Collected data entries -

Content starts

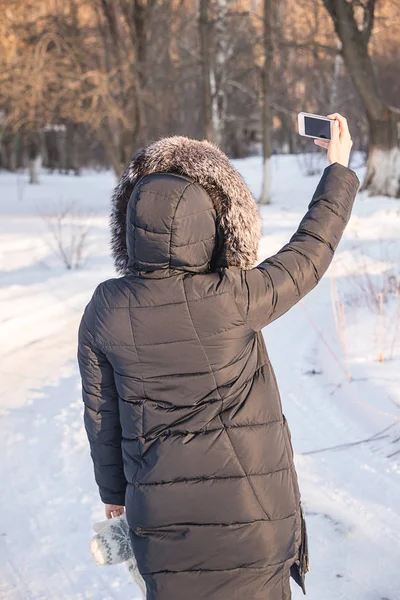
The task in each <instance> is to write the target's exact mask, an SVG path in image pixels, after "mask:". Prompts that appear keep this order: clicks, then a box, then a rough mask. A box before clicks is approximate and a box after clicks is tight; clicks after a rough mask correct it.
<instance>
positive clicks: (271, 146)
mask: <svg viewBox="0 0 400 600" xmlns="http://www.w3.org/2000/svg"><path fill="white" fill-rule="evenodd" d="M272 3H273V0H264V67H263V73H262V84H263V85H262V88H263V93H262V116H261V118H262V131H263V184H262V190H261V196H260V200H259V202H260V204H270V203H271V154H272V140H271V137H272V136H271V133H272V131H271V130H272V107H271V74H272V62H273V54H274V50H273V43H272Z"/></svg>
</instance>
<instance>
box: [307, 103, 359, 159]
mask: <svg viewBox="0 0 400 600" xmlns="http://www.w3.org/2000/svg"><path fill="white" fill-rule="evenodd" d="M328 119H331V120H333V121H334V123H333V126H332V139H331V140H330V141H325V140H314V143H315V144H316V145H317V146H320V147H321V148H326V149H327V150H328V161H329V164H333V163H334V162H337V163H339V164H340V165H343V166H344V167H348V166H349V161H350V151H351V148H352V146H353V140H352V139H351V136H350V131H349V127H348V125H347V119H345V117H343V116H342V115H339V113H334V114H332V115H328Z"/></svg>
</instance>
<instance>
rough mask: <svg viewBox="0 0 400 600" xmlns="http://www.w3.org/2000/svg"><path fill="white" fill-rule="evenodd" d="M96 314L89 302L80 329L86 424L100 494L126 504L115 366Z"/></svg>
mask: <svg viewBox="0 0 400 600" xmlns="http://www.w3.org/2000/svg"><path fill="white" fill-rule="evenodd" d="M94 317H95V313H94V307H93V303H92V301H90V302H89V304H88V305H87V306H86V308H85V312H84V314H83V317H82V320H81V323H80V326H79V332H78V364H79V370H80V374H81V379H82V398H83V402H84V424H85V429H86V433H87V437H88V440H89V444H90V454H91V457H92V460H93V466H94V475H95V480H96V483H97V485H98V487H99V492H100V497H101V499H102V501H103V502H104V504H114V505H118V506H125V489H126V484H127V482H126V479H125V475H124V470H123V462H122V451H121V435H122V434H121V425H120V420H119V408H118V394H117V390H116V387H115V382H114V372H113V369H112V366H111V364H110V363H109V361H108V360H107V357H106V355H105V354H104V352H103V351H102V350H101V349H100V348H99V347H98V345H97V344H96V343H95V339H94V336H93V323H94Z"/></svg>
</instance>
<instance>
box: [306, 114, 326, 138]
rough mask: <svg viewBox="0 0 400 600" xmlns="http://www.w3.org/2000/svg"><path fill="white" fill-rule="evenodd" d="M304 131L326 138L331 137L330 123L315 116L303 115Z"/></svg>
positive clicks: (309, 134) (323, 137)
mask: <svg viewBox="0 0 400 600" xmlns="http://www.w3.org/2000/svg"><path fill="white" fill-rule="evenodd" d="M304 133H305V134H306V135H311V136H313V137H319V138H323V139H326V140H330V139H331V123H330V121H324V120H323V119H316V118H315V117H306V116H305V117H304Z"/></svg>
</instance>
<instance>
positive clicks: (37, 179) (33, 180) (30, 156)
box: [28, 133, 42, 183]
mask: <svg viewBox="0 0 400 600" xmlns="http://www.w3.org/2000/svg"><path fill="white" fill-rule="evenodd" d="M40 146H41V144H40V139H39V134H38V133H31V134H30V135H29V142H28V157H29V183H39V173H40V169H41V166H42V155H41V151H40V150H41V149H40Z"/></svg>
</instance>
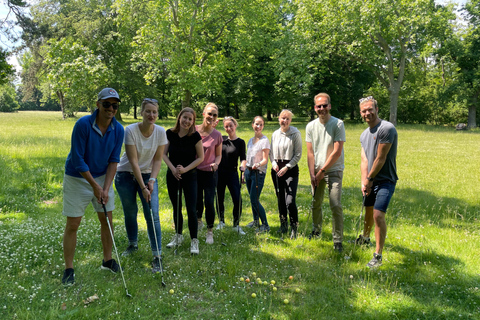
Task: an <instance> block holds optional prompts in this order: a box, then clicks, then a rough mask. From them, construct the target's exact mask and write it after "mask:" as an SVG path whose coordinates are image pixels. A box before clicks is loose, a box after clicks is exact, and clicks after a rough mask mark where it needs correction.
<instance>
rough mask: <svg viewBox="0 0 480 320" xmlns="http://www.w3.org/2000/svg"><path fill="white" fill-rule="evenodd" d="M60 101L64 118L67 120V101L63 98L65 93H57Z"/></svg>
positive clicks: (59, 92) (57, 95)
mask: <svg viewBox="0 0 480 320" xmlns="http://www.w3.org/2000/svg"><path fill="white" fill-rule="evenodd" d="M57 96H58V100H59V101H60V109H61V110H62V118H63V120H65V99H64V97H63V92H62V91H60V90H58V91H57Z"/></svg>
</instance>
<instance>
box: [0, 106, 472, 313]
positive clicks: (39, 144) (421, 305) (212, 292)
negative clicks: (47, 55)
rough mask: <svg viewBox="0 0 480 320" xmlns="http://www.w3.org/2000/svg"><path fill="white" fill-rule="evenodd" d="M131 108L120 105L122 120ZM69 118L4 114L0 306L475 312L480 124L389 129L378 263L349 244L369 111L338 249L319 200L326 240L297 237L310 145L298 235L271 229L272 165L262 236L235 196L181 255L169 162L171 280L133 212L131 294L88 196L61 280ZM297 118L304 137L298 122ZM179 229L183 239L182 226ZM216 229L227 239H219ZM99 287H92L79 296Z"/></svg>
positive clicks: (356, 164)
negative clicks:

Content ends

Report how many lines in the rows above contain the string "write". Give only the number.

2